- **Task goal**:
Render the material below as a Markdown table with the columns Row and Line. Start at the line containing "like x=198, y=63.", end at the last line of the material, number each row, and leave out blank lines.

- **Data shown**:
_ _ _ _

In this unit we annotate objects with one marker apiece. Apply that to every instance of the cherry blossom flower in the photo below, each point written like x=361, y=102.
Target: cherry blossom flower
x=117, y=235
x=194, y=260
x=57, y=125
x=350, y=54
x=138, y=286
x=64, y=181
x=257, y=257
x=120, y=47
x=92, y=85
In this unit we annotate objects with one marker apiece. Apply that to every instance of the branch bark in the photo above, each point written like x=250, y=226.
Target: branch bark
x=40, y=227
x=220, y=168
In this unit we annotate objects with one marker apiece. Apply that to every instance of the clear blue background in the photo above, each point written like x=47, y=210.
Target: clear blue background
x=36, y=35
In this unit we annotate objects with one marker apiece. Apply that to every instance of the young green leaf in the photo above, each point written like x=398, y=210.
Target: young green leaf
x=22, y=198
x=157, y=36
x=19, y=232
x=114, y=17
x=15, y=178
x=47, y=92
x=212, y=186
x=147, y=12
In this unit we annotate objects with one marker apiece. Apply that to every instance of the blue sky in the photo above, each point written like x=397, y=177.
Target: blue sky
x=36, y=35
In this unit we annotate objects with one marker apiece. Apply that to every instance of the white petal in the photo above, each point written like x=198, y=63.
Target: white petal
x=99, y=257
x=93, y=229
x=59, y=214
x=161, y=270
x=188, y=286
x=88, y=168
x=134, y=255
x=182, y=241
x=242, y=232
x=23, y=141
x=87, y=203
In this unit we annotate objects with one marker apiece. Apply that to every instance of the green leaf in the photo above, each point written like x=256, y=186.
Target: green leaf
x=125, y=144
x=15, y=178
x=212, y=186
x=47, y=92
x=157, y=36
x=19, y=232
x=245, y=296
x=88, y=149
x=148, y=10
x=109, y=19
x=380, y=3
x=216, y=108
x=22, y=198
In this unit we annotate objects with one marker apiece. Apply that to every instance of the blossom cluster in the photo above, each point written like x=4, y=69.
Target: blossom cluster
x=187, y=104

_ _ _ _

- **Answer to the task**:
| Row | Line |
|---|---|
| 1 | In this unit we annotate objects with one marker apiece. Apply that to every instance of the white petal in the photo above, each point written like x=198, y=63. |
| 2 | Target: white petal |
| 3 | x=99, y=257 |
| 4 | x=93, y=229 |
| 5 | x=59, y=214 |
| 6 | x=161, y=270 |
| 7 | x=188, y=286 |
| 8 | x=88, y=168 |
| 9 | x=134, y=255 |
| 10 | x=182, y=241 |
| 11 | x=242, y=232 |
| 12 | x=23, y=141 |
| 13 | x=87, y=203 |
| 14 | In this unit we annotate objects with one marker apiece. Apply that to every instance of the green leaf in the photo above, each point written like x=256, y=186. |
| 15 | Target: green leaf |
| 16 | x=125, y=144 |
| 17 | x=15, y=178 |
| 18 | x=212, y=186 |
| 19 | x=47, y=92 |
| 20 | x=157, y=36 |
| 21 | x=19, y=232 |
| 22 | x=245, y=296 |
| 23 | x=88, y=149 |
| 24 | x=148, y=10 |
| 25 | x=109, y=19 |
| 26 | x=380, y=3 |
| 27 | x=216, y=108 |
| 28 | x=22, y=198 |
| 29 | In this unit we annotate objects with one marker apiece. Apply that to every instance of the blossom cluster in the photo above, each point written like x=4, y=69. |
| 30 | Target: blossom cluster |
| 31 | x=187, y=104 |